> **Your goal**
Everything from the line containing "the blue sky" to the last line of the records must be returned verbatim; nothing else belongs in the output.

> **Records provided**

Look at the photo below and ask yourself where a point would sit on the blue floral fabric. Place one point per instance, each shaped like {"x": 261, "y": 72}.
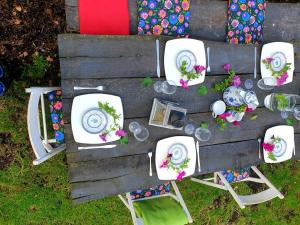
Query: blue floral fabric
{"x": 164, "y": 17}
{"x": 158, "y": 190}
{"x": 55, "y": 99}
{"x": 245, "y": 21}
{"x": 235, "y": 175}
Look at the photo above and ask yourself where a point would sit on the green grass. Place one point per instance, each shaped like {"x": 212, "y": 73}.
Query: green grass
{"x": 40, "y": 194}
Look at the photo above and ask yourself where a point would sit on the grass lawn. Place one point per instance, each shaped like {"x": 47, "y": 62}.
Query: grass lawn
{"x": 40, "y": 194}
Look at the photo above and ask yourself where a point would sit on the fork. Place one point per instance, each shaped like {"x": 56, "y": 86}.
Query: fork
{"x": 99, "y": 88}
{"x": 150, "y": 156}
{"x": 208, "y": 66}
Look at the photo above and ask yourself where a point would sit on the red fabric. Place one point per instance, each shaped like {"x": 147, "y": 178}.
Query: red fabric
{"x": 104, "y": 17}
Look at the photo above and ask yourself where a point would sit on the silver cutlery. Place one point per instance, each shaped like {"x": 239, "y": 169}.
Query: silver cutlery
{"x": 198, "y": 156}
{"x": 95, "y": 147}
{"x": 208, "y": 65}
{"x": 259, "y": 148}
{"x": 255, "y": 56}
{"x": 150, "y": 157}
{"x": 99, "y": 88}
{"x": 157, "y": 59}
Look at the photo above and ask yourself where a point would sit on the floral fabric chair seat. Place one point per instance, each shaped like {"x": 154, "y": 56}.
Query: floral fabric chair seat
{"x": 164, "y": 17}
{"x": 234, "y": 175}
{"x": 144, "y": 193}
{"x": 245, "y": 21}
{"x": 55, "y": 99}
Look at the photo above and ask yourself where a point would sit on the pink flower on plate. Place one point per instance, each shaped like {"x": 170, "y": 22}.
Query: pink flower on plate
{"x": 249, "y": 109}
{"x": 236, "y": 123}
{"x": 227, "y": 67}
{"x": 224, "y": 115}
{"x": 103, "y": 137}
{"x": 236, "y": 81}
{"x": 180, "y": 175}
{"x": 121, "y": 133}
{"x": 199, "y": 69}
{"x": 282, "y": 79}
{"x": 269, "y": 60}
{"x": 184, "y": 84}
{"x": 268, "y": 147}
{"x": 164, "y": 164}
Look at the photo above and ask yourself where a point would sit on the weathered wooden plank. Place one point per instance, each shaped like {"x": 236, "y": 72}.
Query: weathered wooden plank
{"x": 208, "y": 20}
{"x": 136, "y": 97}
{"x": 86, "y": 56}
{"x": 246, "y": 131}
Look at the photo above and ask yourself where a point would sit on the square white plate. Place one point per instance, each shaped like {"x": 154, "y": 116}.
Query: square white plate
{"x": 162, "y": 148}
{"x": 285, "y": 132}
{"x": 269, "y": 49}
{"x": 83, "y": 103}
{"x": 173, "y": 47}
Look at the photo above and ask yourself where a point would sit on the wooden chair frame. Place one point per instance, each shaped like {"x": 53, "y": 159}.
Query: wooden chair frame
{"x": 177, "y": 197}
{"x": 41, "y": 144}
{"x": 244, "y": 200}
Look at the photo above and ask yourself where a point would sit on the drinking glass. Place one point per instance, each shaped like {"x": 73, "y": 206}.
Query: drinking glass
{"x": 267, "y": 83}
{"x": 140, "y": 133}
{"x": 202, "y": 134}
{"x": 166, "y": 87}
{"x": 248, "y": 84}
{"x": 297, "y": 112}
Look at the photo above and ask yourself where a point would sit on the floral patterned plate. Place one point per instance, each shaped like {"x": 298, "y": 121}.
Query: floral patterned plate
{"x": 83, "y": 104}
{"x": 175, "y": 47}
{"x": 283, "y": 150}
{"x": 272, "y": 49}
{"x": 162, "y": 149}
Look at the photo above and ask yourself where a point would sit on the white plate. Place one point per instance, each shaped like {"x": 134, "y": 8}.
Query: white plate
{"x": 269, "y": 49}
{"x": 286, "y": 133}
{"x": 162, "y": 149}
{"x": 173, "y": 48}
{"x": 83, "y": 103}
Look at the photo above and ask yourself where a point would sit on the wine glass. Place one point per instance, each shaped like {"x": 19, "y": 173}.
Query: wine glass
{"x": 140, "y": 133}
{"x": 248, "y": 84}
{"x": 267, "y": 83}
{"x": 202, "y": 134}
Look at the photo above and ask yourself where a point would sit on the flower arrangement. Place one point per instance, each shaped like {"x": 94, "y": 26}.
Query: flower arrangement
{"x": 281, "y": 75}
{"x": 189, "y": 75}
{"x": 269, "y": 147}
{"x": 231, "y": 80}
{"x": 167, "y": 163}
{"x": 115, "y": 126}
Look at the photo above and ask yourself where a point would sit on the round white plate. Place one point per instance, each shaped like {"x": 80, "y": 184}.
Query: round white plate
{"x": 179, "y": 154}
{"x": 187, "y": 56}
{"x": 94, "y": 121}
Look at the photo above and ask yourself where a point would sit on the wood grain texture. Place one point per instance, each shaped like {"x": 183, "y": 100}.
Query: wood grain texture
{"x": 209, "y": 18}
{"x": 91, "y": 56}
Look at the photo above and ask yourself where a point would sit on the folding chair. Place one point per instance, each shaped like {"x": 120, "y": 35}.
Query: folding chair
{"x": 43, "y": 147}
{"x": 154, "y": 205}
{"x": 223, "y": 179}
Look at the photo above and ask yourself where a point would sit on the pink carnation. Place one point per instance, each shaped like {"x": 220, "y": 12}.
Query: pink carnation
{"x": 121, "y": 133}
{"x": 236, "y": 81}
{"x": 268, "y": 147}
{"x": 282, "y": 79}
{"x": 199, "y": 69}
{"x": 103, "y": 137}
{"x": 180, "y": 175}
{"x": 184, "y": 84}
{"x": 227, "y": 67}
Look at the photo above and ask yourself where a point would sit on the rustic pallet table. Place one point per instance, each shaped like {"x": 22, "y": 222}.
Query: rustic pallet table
{"x": 121, "y": 63}
{"x": 209, "y": 17}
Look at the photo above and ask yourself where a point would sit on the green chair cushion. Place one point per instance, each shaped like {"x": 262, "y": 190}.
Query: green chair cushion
{"x": 160, "y": 211}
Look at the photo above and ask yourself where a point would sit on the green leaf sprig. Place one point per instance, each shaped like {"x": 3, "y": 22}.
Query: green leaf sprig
{"x": 221, "y": 86}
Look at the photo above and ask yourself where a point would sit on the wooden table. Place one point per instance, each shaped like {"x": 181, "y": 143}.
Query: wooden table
{"x": 121, "y": 63}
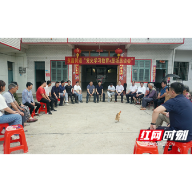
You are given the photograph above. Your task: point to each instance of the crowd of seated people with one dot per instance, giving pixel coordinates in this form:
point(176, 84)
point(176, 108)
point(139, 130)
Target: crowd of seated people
point(13, 111)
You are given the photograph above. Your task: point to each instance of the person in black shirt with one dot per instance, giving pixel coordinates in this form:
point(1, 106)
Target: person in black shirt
point(68, 88)
point(99, 91)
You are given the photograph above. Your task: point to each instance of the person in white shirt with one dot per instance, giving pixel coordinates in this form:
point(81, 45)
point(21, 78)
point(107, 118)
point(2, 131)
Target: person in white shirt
point(14, 118)
point(140, 93)
point(132, 92)
point(119, 91)
point(48, 93)
point(110, 91)
point(77, 91)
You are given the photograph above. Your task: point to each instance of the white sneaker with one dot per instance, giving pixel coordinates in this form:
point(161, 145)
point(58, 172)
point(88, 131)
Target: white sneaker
point(14, 137)
point(3, 131)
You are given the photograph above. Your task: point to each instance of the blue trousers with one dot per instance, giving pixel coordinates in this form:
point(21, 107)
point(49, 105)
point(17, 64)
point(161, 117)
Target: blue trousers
point(11, 119)
point(88, 97)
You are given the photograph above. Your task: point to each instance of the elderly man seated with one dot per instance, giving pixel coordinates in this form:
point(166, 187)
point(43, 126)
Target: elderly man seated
point(11, 103)
point(140, 93)
point(150, 97)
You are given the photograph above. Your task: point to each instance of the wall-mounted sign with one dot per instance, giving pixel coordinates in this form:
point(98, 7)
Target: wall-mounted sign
point(154, 73)
point(100, 60)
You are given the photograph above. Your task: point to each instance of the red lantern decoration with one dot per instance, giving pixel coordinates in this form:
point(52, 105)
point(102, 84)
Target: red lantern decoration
point(118, 52)
point(77, 51)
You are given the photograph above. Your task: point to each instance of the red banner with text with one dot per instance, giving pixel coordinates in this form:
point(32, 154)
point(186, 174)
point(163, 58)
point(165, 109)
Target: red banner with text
point(100, 60)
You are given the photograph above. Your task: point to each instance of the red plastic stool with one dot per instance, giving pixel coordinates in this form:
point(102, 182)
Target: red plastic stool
point(4, 125)
point(22, 140)
point(43, 109)
point(150, 147)
point(33, 113)
point(183, 147)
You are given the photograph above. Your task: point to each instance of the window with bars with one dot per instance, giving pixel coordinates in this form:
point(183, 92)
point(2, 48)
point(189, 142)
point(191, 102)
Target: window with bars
point(141, 71)
point(59, 71)
point(181, 69)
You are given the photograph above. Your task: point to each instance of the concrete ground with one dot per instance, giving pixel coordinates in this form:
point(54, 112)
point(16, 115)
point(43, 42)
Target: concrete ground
point(86, 129)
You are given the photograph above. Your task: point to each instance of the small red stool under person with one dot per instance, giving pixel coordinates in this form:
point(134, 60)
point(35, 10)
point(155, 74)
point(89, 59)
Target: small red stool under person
point(145, 147)
point(8, 141)
point(33, 113)
point(43, 109)
point(183, 147)
point(4, 125)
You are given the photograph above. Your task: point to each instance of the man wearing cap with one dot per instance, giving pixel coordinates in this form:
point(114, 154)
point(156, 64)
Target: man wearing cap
point(110, 91)
point(70, 92)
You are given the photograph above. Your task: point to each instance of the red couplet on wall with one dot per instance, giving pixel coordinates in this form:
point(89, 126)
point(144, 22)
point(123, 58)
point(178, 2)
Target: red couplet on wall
point(100, 60)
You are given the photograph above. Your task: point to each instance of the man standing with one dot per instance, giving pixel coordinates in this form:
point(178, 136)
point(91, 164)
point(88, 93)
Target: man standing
point(77, 91)
point(69, 91)
point(11, 103)
point(99, 91)
point(42, 97)
point(110, 91)
point(132, 92)
point(119, 91)
point(140, 93)
point(55, 93)
point(180, 110)
point(161, 96)
point(27, 99)
point(63, 91)
point(91, 91)
point(48, 91)
point(150, 97)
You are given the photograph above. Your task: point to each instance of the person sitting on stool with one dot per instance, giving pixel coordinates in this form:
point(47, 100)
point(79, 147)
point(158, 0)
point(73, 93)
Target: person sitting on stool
point(99, 91)
point(90, 91)
point(132, 92)
point(55, 93)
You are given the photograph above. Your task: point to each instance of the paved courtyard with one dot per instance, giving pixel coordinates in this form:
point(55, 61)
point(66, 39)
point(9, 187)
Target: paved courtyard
point(86, 129)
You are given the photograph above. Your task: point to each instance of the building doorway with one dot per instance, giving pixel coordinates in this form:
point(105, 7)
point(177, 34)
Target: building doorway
point(161, 72)
point(39, 73)
point(10, 71)
point(105, 73)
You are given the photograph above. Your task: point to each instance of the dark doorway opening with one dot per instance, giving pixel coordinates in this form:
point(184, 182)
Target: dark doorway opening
point(39, 73)
point(105, 73)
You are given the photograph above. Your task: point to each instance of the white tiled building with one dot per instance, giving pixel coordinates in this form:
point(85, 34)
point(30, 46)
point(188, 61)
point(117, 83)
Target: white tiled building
point(44, 58)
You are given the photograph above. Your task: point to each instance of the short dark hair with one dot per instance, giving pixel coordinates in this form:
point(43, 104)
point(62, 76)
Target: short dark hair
point(29, 84)
point(186, 88)
point(43, 81)
point(165, 82)
point(177, 87)
point(48, 82)
point(56, 82)
point(15, 83)
point(2, 84)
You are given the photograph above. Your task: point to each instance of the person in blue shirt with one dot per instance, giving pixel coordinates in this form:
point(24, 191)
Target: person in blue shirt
point(55, 93)
point(63, 91)
point(27, 99)
point(99, 91)
point(180, 110)
point(161, 96)
point(91, 91)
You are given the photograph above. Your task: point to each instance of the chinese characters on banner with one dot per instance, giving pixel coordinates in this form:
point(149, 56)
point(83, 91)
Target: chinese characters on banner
point(77, 72)
point(154, 72)
point(120, 72)
point(100, 60)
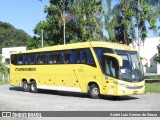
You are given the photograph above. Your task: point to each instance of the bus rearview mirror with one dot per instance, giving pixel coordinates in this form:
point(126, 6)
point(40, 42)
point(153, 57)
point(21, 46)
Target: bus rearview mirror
point(147, 60)
point(117, 57)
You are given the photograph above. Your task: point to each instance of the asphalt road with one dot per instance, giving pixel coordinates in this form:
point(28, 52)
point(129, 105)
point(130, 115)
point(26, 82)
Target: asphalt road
point(14, 99)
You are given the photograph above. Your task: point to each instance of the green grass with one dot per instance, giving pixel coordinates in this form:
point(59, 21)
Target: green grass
point(5, 81)
point(155, 77)
point(152, 86)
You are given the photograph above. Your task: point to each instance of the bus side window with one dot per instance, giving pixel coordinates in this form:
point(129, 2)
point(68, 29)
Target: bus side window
point(41, 59)
point(25, 59)
point(90, 59)
point(20, 59)
point(58, 58)
point(73, 57)
point(14, 59)
point(31, 59)
point(50, 58)
point(78, 60)
point(67, 55)
point(84, 56)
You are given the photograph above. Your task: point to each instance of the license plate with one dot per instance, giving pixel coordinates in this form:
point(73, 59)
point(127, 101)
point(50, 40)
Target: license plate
point(135, 92)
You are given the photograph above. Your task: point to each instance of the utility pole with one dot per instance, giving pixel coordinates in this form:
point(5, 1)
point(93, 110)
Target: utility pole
point(42, 41)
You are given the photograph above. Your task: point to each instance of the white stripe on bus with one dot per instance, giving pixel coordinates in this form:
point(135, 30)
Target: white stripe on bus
point(70, 89)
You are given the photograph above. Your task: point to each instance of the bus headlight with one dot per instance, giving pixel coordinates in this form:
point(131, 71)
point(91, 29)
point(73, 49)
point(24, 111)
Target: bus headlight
point(106, 77)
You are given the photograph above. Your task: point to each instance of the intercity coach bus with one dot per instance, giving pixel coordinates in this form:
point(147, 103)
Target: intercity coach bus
point(95, 68)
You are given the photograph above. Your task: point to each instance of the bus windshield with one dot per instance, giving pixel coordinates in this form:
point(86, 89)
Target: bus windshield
point(132, 68)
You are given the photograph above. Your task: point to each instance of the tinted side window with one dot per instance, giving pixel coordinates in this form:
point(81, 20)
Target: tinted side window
point(14, 59)
point(20, 59)
point(41, 58)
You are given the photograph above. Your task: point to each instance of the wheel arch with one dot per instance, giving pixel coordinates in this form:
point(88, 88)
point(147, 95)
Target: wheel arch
point(93, 82)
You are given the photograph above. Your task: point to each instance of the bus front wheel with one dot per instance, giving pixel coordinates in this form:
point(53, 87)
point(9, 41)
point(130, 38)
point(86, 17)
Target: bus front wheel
point(94, 91)
point(26, 86)
point(33, 87)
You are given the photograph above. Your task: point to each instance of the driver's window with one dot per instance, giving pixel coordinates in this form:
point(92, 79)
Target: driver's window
point(111, 66)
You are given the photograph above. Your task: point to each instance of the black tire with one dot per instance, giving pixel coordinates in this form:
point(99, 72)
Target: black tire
point(94, 91)
point(34, 87)
point(26, 86)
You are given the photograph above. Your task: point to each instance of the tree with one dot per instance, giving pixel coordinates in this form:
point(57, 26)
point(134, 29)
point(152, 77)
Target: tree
point(3, 68)
point(124, 17)
point(12, 37)
point(75, 20)
point(87, 22)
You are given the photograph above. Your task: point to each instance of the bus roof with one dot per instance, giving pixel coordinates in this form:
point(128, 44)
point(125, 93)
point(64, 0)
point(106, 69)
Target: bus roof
point(82, 45)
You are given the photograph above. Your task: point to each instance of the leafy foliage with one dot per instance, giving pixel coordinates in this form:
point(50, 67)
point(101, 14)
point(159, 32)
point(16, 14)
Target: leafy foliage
point(12, 37)
point(3, 68)
point(85, 20)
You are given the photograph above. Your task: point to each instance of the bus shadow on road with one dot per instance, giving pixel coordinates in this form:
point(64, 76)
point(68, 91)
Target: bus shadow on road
point(16, 88)
point(119, 98)
point(74, 94)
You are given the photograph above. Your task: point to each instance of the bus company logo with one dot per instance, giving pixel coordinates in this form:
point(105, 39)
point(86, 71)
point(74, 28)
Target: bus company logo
point(25, 69)
point(6, 114)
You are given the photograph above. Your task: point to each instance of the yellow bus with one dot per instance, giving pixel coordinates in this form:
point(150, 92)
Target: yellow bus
point(95, 68)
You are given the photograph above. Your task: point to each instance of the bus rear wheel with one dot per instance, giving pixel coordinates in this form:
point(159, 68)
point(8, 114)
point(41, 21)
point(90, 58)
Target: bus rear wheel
point(33, 87)
point(26, 86)
point(94, 91)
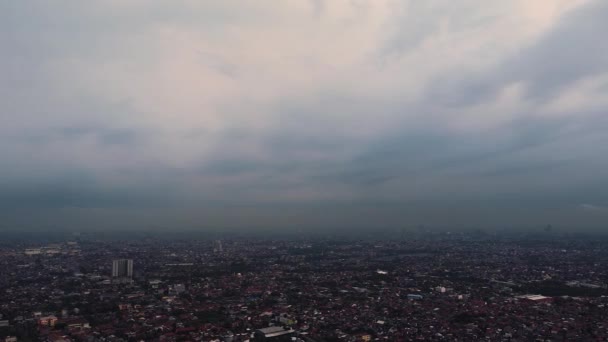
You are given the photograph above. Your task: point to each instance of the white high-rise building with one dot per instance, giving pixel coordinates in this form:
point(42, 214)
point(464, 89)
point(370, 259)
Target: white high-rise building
point(122, 268)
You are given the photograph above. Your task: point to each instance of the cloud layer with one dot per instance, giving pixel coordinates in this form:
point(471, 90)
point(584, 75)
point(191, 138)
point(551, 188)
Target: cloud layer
point(303, 113)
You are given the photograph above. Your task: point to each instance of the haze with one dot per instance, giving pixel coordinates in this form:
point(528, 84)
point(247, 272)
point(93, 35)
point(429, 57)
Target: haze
point(303, 114)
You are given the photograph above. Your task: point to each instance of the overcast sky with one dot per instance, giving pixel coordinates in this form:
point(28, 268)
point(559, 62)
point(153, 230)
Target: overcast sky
point(296, 113)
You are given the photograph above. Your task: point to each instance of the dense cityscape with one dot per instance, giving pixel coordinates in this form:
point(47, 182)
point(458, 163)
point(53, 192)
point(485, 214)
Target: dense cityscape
point(434, 287)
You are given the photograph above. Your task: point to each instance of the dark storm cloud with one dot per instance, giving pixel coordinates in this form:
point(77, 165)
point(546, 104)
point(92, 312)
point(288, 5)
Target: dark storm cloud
point(202, 115)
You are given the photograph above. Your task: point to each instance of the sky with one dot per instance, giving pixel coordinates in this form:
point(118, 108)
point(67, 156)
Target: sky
point(303, 114)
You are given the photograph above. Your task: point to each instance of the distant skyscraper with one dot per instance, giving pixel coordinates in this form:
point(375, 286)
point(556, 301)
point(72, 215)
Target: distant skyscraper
point(122, 268)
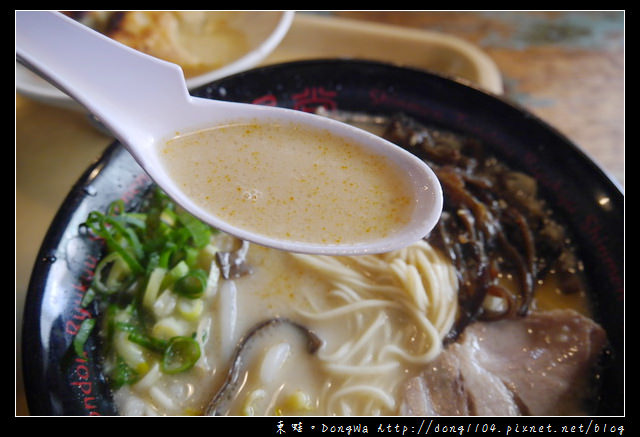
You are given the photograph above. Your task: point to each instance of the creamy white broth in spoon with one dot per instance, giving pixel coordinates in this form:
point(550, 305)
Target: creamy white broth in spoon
point(326, 188)
point(291, 183)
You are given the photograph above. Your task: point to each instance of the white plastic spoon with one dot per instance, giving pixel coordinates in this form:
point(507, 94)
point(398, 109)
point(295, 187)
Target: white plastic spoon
point(144, 101)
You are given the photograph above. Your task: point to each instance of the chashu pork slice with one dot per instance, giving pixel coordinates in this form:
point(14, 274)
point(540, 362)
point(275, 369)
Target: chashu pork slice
point(540, 365)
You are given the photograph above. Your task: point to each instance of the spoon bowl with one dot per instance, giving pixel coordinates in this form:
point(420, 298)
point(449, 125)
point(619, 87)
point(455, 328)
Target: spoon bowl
point(143, 101)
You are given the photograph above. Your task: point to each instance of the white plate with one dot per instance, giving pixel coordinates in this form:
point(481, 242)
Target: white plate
point(264, 31)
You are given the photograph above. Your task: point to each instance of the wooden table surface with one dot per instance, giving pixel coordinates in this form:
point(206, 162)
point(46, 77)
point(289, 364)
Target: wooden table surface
point(566, 67)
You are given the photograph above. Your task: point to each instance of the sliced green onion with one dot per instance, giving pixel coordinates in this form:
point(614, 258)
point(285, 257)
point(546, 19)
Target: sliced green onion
point(122, 374)
point(153, 287)
point(192, 285)
point(181, 354)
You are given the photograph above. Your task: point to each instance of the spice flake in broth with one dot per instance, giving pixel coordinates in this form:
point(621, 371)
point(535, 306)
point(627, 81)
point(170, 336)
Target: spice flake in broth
point(291, 182)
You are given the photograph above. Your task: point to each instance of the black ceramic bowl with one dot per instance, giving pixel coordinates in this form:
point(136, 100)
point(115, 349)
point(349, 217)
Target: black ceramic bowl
point(59, 383)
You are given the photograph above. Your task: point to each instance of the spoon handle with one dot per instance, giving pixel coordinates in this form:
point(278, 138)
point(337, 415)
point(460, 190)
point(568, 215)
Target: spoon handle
point(89, 66)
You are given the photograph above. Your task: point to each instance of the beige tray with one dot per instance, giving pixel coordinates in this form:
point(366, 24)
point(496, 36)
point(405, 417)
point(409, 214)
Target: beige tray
point(320, 36)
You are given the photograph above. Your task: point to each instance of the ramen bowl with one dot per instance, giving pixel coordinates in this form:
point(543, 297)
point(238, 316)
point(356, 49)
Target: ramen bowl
point(59, 382)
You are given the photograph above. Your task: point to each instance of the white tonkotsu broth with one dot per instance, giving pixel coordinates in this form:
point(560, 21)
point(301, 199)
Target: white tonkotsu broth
point(291, 182)
point(380, 318)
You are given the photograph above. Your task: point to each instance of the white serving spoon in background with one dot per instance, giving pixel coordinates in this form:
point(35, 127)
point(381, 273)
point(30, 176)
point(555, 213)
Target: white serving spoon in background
point(143, 101)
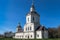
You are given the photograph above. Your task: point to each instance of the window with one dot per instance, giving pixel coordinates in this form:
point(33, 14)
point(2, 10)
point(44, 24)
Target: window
point(28, 19)
point(30, 28)
point(37, 35)
point(31, 35)
point(33, 18)
point(26, 29)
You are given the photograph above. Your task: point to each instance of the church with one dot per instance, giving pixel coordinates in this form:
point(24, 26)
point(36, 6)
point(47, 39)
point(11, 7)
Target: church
point(32, 29)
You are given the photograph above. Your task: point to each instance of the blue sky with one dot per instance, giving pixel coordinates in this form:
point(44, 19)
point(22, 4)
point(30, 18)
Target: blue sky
point(14, 11)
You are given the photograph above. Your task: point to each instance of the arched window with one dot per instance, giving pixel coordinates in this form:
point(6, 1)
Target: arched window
point(28, 19)
point(30, 28)
point(33, 18)
point(31, 35)
point(26, 29)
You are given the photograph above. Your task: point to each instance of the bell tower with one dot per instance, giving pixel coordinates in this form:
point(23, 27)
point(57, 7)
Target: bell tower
point(32, 19)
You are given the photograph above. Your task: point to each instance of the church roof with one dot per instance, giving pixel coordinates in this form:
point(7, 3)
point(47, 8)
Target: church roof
point(41, 28)
point(32, 11)
point(19, 28)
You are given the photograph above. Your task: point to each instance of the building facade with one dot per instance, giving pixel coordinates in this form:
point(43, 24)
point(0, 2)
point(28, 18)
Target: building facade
point(32, 29)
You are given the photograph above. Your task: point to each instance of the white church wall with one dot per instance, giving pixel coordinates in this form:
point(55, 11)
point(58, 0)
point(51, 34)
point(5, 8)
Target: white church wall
point(28, 19)
point(28, 26)
point(36, 18)
point(29, 35)
point(19, 35)
point(45, 34)
point(39, 34)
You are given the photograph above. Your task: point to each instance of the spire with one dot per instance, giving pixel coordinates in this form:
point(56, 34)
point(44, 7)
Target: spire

> **Answer**
You are given the photograph above. Your task: point to each instance of the blue sky with one dot per instance, giving pixel coordinates in this form:
point(44, 19)
point(22, 4)
point(30, 18)
Target: blue sky
point(14, 11)
You are given the photograph above. Your task: point to each instance of the arched window with one dot per instance, giving pixel coordinates in this form:
point(6, 1)
Target: arched window
point(28, 19)
point(30, 28)
point(33, 18)
point(31, 35)
point(26, 29)
You are given the photograph above. Your task: point to each instance of the bell tower with one dot per instance, giving pixel coordinates in this form:
point(23, 27)
point(57, 7)
Target: bell tower
point(32, 19)
You are given the photograph above. Your task: point to each instance of the church roof with one dot per instance, giving pixel coordinates in this form:
point(7, 3)
point(47, 8)
Target: church roof
point(41, 28)
point(32, 11)
point(19, 28)
You are given the photograph above. Your task: point to each instance of the building facade with one dot per instance, giving pixel coordinates in this form:
point(43, 24)
point(0, 2)
point(28, 18)
Target: building facade
point(32, 29)
You are given the photograph above. Your task: point to each instance of the white church wall with one dot per instance, giving pixel coordinates in this form:
point(55, 11)
point(58, 0)
point(51, 34)
point(5, 8)
Target: white church wall
point(28, 19)
point(28, 26)
point(36, 18)
point(29, 35)
point(19, 35)
point(45, 34)
point(39, 34)
You are given the photograph above. Your task: point to each instance of the spire with one dot per instance, giving pixel coordinates in this form:
point(56, 34)
point(44, 7)
Target: spire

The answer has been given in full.